**TO BE DONE**
Repeat the PVFS restart thread from "Is the hardware" to "raid, for pvfs.", switching "master" to "head node".

**TEXT EXCERPT**
Begin

[Pvfs2-users] Problem with restarting pvfs on a cluster

Sam Lang slang at mcs.anl.gov
Tue Oct 9 14:45:58 EDT 2007


On Oct 9, 2007, at 12:57 PM, Raimondo Giammanco wrote:

> Hello Mr. Lang,
>
>  the master is a different unit type, different from the nodes that  
> are
> blades in a rack mounted cluster.
>
> The mount command provides on the master:
> ##################
> /dev/sda1 on / type ext3 (rw)
> none on /proc type proc (rw)
> none on /sys type sysfs (rw)
> none on /dev/pts type devpts (rw,gid=5,mode=620)
> usbfs on /proc/bus/usb type usbfs (rw)
> none on /dev/shm type tmpfs (rw)
> none on /proc/sys/fs/binfmt_misc type binfmt_misc (rw)
> sunrpc on /var/lib/nfs/rpc_pipefs type rpc_pipefs (rw)
> nfsd on /proc/fs/nfsd type nfsd (rw)
> ##################
>
>
> while on the node it is
> ##################
> /dev/ram0 on / type ext2 (rw)
> none on /proc type proc (rw)
> none on /sys type sysfs (rw)
> none on /dev/pts type devpts (rw,gid=5,mode=620)
> usbfs on /proc/bus/usb type usbfs (rw)
> none on /dev/shm type tmpfs (rw)
> /dev/md0 on /tmp type ext3 (rw)
> /dev/md1 on /pvfs2-storage-space type ext3 (rw)
> none on /proc/sys/fs/binfmt_misc type binfmt_misc (rw)
> sunrpc on /var/lib/nfs/rpc_pipefs type rpc_pipefs (rw)
> 10.0.0.254:/home on /home type nfs (rw,addr=10.0.0.254)
> 10.0.0.254:/usr on /usr type nfs (rw,addr=10.0.0.254)
> 10.0.0.254:/opt on /opt type nfs (rw,addr=10.0.0.254)
> nfsd on /proc/fs/nfsd type nfsd (rw)
> #####################
>
>
> The difference is, I believe, that the master has a hardware raid,

Is the hardware raid /dev/sda1 mounted to / ?  If not, maybe the  
hardware raid on the master needs to be mounted to /pvfs2-storage-space?

> while the nodes have 2 small hd in software raid for the system and
> temporary data, and 2 big ones, still in software raid, for pvfs.

Ok that explains the lost+found.  FYI, while the /pvfs2-storage-space  
may exist as a directory in /, it can also be a mountpoint for  
something else, so its contents may not be visible (at least the  
contents you would expect) if you haven't mounted everything properly.

-sam

>
> Regards,
> Raimondo
>
>
>>
>> On Oct 9, 2007, at 9:40 AM, Giammanco Raimondo wrote:
>>
>>> Hello Mr. Ross,
>>>
>>> thanks for your prompt reply.

End

**INFORMATION SUPPLIED**
Begin

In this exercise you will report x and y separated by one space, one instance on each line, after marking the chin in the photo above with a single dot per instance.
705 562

End

**FULL ANSWER**
Is the hardware raid /dev/sda1 mounted to / ?  If not, maybe the  
hardware raid on the head node needs to be mounted to /pvfs2-storage-space?

> while the nodes have 2 small hd in software raid for the system and
> temporary data, and 2 big ones, still in software raid, for pvfs.